CALGARY, Alberta--(BUSINESS WIRE)--According to a recent survey on identity and access management (IAM) best practices in higher education institutions, CIOs consider Identity Governance and Administration (IGA) the best approach. However, IAM automation also needs to be a top priority — proving a conflict between what respondents have implemented today and what best practices truly are.
The survey, conducted by Pulse on behalf of Hitachi ID, focused on changes in priorities for IT leaders in higher ed, emphasizing reducing risk using fewer resources. Automation — a key business enabler — is becoming paramount. Almost all leaders surveyed agree that a governance-first initiative is the most effective way to initiate and manage an ongoing IAM program, and also report they plan to automate 100% of their IAM processes.

[Extracted records]
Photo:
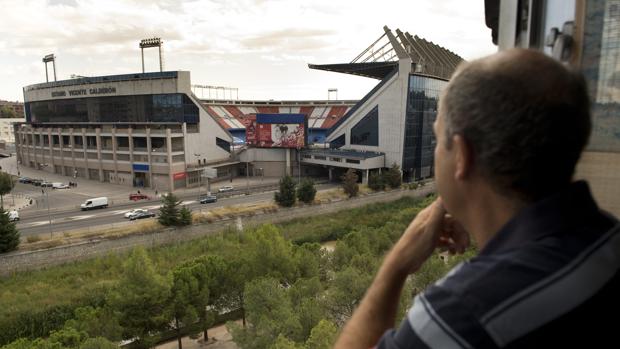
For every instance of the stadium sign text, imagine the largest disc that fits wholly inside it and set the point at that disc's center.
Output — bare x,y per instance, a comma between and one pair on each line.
85,92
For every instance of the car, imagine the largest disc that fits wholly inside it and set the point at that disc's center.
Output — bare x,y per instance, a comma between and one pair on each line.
25,180
13,215
226,188
141,215
135,211
138,196
205,199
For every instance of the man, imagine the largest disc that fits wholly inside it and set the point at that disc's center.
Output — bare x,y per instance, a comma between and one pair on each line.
510,129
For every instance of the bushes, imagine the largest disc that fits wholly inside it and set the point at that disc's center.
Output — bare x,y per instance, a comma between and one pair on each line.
306,191
285,197
349,183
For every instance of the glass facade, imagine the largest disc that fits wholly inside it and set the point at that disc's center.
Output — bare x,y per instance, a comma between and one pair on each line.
174,107
601,67
418,151
366,131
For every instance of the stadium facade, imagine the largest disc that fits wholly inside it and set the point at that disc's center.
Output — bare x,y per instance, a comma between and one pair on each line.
150,130
145,130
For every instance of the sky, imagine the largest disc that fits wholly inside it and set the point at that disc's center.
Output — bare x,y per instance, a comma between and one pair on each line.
260,47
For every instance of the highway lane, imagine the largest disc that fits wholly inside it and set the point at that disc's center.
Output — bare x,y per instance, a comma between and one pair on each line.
35,224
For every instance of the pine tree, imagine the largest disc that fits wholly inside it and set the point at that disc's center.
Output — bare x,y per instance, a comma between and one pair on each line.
349,183
9,236
185,216
306,191
169,212
285,197
393,177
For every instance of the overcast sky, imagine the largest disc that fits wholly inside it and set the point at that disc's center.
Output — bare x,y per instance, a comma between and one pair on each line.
261,47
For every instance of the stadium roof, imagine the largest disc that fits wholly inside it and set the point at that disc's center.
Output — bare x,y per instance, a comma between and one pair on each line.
380,58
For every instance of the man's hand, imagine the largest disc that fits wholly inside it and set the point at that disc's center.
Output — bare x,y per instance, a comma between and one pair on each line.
432,228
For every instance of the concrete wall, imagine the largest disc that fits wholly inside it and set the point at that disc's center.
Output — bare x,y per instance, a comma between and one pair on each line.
391,100
123,88
21,261
203,142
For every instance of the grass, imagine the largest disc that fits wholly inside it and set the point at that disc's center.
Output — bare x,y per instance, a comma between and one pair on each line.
46,296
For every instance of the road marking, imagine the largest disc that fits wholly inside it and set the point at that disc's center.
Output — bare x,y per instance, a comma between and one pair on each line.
75,218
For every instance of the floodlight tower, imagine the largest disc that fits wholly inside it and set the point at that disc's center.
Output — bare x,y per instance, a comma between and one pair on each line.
46,59
152,42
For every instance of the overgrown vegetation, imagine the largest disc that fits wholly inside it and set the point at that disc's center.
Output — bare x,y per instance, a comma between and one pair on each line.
349,183
285,197
9,236
306,191
291,292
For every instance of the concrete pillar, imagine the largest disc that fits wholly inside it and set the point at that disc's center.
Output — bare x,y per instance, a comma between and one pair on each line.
288,161
98,142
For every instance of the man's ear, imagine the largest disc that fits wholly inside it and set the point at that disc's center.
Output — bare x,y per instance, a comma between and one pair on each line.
464,160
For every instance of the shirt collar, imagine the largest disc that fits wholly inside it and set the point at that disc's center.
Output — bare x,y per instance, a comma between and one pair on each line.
548,216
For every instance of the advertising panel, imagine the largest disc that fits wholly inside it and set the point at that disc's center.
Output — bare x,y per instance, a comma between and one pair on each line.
277,131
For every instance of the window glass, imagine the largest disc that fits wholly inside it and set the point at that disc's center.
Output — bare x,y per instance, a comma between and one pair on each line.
601,67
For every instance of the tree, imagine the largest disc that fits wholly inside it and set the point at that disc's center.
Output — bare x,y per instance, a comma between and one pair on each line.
185,216
169,211
270,314
6,185
98,343
9,236
375,182
349,183
393,177
323,335
140,299
96,322
285,197
190,294
306,191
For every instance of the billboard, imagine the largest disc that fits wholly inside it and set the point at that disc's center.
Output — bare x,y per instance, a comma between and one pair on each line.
277,131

## Brief 1
Using the survey press release, decide whether each statement agrees with it, and support each yes or no with the text's exact deciding words: (a) Pulse conducted the survey on behalf of Hitachi ID. (b) Respondents plan to automate half of their IAM processes. (c) CIOs consider Identity Governance and Administration the best approach.
## Brief 2
Write out the survey press release from "The survey, conducted" to "their IAM processes.".
The entries are separate material, not part of the survey press release.

## Answer space 1
(a) Yes: "conducted by Pulse on behalf of Hitachi ID"
(b) No: "they plan to automate 100% of their IAM processes"
(c) Yes: "CIOs consider Identity Governance and Administration (IGA) the best approach"

## Answer space 2
The survey, conducted by Pulse on behalf of Hitachi ID, focused on changes in priorities for IT leaders in higher ed, emphasizing reducing risk using fewer resources. Automation — a key business enabler — is becoming paramount. Almost all leaders surveyed agree that a governance-first initiative is the most effective way to initiate and manage an ongoing IAM program, and also report they plan to automate 100% of their IAM processes.